Give back every entry precisely as written, without any of the images.
##### Supplied data #####
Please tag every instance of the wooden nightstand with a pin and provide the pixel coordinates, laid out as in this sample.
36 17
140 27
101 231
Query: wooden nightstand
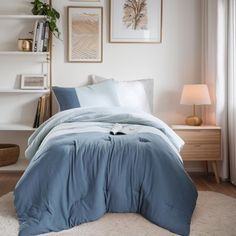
202 143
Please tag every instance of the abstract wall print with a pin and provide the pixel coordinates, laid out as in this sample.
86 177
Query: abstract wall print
85 34
135 21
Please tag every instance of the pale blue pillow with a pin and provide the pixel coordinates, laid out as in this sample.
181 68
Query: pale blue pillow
97 95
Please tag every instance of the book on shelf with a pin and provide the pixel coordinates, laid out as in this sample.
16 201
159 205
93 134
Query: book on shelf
42 111
41 36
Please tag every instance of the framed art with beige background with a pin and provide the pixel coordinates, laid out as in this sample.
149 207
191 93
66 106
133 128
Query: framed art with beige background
135 21
85 34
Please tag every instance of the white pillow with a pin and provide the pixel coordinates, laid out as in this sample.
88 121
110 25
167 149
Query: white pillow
133 94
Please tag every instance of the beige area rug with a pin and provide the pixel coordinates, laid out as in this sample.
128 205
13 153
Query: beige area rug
215 215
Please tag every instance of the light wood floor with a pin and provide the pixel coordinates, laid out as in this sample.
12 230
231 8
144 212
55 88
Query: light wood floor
202 181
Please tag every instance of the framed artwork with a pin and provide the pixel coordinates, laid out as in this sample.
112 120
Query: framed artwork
85 34
33 81
135 21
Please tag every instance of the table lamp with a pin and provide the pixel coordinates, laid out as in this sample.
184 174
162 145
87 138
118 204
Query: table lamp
195 94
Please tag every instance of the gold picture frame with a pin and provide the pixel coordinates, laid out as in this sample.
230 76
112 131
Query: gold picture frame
126 27
85 34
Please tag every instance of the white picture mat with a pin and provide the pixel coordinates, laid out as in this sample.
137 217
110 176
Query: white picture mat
119 32
76 11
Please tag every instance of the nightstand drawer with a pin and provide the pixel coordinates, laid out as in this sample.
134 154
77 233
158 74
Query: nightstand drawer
204 152
200 136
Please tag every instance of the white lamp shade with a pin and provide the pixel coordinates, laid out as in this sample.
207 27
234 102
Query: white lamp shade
195 94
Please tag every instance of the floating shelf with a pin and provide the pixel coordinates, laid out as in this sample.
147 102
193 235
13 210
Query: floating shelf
24 17
20 165
23 53
41 91
15 127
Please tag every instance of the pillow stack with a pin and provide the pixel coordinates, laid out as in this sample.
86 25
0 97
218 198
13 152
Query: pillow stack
104 92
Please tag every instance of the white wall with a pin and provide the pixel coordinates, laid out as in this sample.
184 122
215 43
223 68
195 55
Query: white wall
174 62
#####
Result for this exercise ▸
Please tag every instance of the wooden nightstand with a pin and provide the pixel coordinates, laid out as in this sample.
36 17
140 27
101 231
Query: wooden nightstand
202 143
Please tag every instance of the abstract wall print with a pin and provide the pixel coordinates, laid out as in this sample.
86 177
Query: abstract wall print
85 34
135 21
Please tag every instance of the pale blue pillow with a pin and provide the pixel coordinates, laid out as in this sample.
181 68
Query: pale blue pillow
97 95
Please tag every instance of the book on shelf with a pin and provide the pixel coordinates, laid out as in this sample.
16 201
159 205
93 134
Query: book on shelf
42 111
41 36
Please tag every instance of the framed art with beige background with a pin and provide the pixel coordinates, laid out as in this sample.
149 207
191 93
66 106
133 128
Query: framed art with beige background
135 21
85 34
Please tag every instance of the white pillow with a pin and provide the pixel coordinates, laid out as in this sample.
88 121
110 25
167 149
Query: white pillow
133 94
Please tag every instance of the beige area rug with a pin and provide the pixel coordinates, laid out as in this sample.
128 205
13 153
Query: beige area rug
215 215
Please tag every instance of the light wood floor with a pin and provide the pixel coordinates, laid out as in this sample.
12 230
231 8
144 212
55 88
Query: light wood floor
202 181
Please tag every instance of the framed artwork with a pin and provide the pixel coordinates, laid out as in this sample.
112 120
Query: framed artwork
85 34
33 81
135 21
Please tag every instance of the table lamp with a pin and provide the pixel coordinates, laid out as in this sample.
184 174
162 145
87 138
118 204
Query: table lamp
195 94
Please tag every instance of the gold picture frame with a pin and provide the pixel coordinates, laid out as in this sample.
230 76
112 131
Query: gold picture frame
126 27
85 34
Please tag every instance of the white picture mat with a pin and provide the pixel coordinates, laid out as in this sample.
137 217
110 176
Query: white picture mat
119 32
76 11
Please tag every instance of the nightstand drawer with a pin and provide the pixel coordinates, laid out as in this sample.
134 154
77 233
158 74
Query: nightstand drawer
204 152
200 136
Please tag every instance of the white lamp shade with a pin and provide the pixel coordinates, laid out as in this sample.
207 27
234 102
Query: white lamp shade
195 94
Please tag every instance of the floating shelf with a pin and provide the pixel coordinates, laid out as in this sample.
147 102
193 235
13 210
Query: floating shelf
24 17
20 165
23 53
41 91
15 127
Please tag every instance of the pillow stack with a pin and provide the pixel coordinates, laid out as in this sample.
86 25
0 97
218 198
13 152
Query: pillow stack
104 92
Please tag every instance of the white wall with a pin and provide the pixel coordinates, laid out as in this sample.
184 122
215 43
223 68
195 55
Query: white wall
174 62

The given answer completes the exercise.